- Dataset excerpts -
— begin —

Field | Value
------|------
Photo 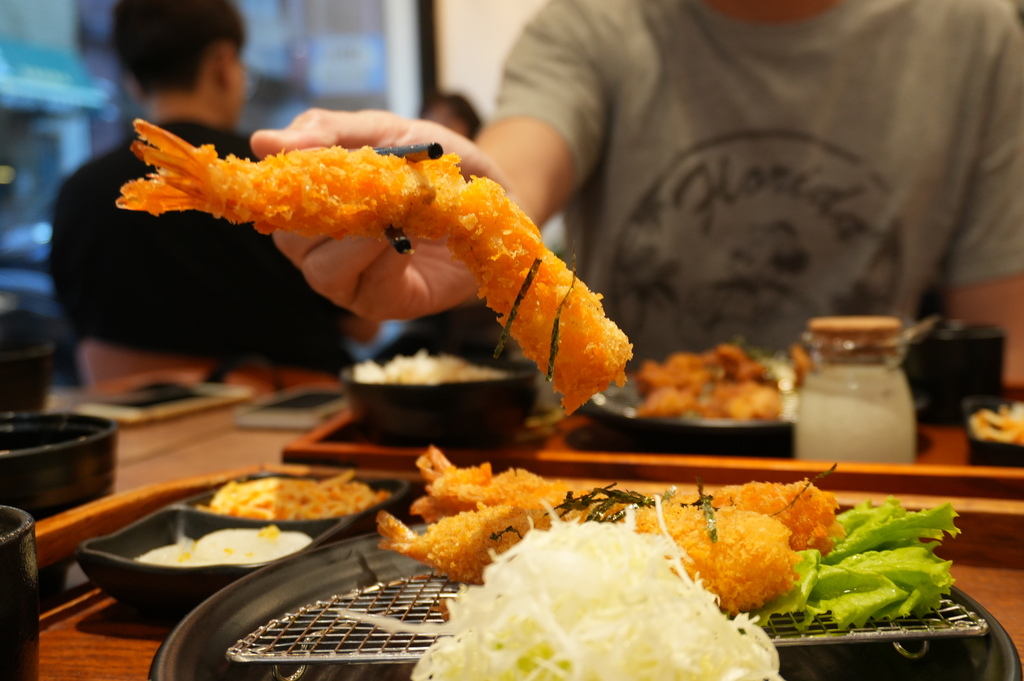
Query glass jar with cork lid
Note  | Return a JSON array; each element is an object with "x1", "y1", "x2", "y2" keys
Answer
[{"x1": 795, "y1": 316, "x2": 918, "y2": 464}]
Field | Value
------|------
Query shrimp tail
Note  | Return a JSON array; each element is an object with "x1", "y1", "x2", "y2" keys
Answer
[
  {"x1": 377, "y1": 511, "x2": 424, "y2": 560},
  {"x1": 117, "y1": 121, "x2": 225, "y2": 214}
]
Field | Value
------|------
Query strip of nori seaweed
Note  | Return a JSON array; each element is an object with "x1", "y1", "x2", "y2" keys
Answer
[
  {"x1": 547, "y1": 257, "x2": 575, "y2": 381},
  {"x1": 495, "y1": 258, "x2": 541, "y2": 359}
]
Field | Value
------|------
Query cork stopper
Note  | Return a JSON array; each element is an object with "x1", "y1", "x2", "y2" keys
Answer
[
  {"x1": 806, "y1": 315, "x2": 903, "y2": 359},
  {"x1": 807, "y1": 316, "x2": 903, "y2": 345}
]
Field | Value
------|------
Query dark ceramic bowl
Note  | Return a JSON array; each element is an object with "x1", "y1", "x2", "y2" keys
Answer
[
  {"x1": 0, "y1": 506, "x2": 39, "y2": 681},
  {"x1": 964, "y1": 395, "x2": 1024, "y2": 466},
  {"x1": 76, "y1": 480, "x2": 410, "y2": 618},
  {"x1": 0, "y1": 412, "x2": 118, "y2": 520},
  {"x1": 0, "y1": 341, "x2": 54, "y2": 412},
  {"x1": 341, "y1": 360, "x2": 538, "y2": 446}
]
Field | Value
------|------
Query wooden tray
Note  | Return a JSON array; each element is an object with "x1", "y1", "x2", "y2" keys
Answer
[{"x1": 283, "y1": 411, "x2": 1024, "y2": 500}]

— end —
— begin —

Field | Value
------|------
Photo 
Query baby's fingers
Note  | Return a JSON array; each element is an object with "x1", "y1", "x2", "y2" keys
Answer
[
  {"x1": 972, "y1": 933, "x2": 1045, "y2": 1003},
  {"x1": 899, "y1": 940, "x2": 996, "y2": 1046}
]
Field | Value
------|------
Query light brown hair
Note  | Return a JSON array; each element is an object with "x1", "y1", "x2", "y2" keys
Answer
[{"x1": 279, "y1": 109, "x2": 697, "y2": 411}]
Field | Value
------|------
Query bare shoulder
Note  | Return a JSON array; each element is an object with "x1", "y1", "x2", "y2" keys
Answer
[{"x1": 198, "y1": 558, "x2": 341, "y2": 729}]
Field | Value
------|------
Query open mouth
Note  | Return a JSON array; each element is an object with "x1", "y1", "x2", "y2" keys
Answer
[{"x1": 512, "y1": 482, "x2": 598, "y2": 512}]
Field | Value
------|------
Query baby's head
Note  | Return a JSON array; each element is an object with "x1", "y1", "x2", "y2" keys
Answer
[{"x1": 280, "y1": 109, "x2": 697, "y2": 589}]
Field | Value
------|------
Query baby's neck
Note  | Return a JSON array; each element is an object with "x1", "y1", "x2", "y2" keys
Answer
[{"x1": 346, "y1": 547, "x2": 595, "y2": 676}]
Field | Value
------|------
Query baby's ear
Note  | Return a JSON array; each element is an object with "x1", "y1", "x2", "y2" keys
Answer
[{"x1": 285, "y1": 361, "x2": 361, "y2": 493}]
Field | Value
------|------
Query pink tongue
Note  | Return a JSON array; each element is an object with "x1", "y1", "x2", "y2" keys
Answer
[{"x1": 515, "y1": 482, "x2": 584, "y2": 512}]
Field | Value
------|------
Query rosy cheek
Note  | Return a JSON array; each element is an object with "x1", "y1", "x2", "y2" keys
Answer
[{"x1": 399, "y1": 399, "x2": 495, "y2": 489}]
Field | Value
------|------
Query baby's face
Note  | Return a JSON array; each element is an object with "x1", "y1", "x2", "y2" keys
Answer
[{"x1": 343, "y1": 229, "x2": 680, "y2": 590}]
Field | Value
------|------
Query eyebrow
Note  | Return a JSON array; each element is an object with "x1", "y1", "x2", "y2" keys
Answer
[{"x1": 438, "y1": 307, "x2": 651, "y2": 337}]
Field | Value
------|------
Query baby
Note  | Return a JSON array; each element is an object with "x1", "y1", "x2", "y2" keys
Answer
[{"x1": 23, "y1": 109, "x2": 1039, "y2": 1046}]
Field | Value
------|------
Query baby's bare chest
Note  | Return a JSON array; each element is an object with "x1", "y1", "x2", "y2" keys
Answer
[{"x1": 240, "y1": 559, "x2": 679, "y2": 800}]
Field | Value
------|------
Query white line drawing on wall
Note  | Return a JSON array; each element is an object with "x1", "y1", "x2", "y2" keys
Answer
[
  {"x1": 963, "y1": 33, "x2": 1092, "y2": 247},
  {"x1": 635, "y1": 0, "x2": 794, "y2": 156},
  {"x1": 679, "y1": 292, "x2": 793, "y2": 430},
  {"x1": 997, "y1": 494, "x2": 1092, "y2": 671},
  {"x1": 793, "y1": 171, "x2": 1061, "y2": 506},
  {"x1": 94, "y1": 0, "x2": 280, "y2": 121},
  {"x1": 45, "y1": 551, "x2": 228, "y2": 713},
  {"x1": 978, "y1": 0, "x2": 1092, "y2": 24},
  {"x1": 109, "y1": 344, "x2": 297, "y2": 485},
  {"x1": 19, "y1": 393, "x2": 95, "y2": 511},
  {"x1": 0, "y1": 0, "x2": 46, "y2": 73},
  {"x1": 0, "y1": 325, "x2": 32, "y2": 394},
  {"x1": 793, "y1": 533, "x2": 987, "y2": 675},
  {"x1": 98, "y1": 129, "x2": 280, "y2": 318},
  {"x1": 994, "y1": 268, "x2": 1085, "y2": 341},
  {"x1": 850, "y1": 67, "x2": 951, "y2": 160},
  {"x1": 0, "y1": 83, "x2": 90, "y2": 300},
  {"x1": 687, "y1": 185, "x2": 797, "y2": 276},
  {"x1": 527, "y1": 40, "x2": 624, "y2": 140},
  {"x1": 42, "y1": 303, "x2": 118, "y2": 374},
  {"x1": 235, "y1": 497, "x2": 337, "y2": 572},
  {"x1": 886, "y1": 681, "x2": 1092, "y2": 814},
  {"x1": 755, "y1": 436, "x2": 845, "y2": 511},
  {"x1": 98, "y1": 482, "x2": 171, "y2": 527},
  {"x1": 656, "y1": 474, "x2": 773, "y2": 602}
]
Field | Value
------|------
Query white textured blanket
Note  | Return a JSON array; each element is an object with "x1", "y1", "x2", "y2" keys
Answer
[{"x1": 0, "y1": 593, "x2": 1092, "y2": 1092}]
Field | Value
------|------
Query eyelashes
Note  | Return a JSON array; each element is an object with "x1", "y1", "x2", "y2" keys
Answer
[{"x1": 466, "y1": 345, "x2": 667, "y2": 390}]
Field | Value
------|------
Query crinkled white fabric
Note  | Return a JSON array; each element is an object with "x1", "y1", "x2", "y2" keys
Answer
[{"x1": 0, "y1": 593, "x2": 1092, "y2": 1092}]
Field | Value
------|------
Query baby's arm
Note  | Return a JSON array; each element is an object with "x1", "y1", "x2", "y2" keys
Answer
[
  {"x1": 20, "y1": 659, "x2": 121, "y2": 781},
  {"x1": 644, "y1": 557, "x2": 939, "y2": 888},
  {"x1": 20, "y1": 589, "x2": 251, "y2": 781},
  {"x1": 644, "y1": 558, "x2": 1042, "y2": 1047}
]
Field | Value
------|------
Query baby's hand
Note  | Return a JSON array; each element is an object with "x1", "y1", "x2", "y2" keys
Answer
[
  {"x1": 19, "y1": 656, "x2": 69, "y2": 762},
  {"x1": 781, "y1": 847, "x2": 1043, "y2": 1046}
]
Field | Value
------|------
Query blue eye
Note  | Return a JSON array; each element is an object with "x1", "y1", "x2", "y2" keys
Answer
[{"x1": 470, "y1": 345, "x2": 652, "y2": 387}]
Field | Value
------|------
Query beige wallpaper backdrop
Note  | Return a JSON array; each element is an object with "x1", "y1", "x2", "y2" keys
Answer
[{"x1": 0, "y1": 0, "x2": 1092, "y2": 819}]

— end —

- What is required -
Select each line in the records above that contains the word "baby", and copy those lines out in full.

- Solution -
Query baby's fingers
Query baby's head
Query baby's neck
Query baby's ear
Query baby's face
Query baby
Query baby's bare chest
Query baby's arm
Query baby's hand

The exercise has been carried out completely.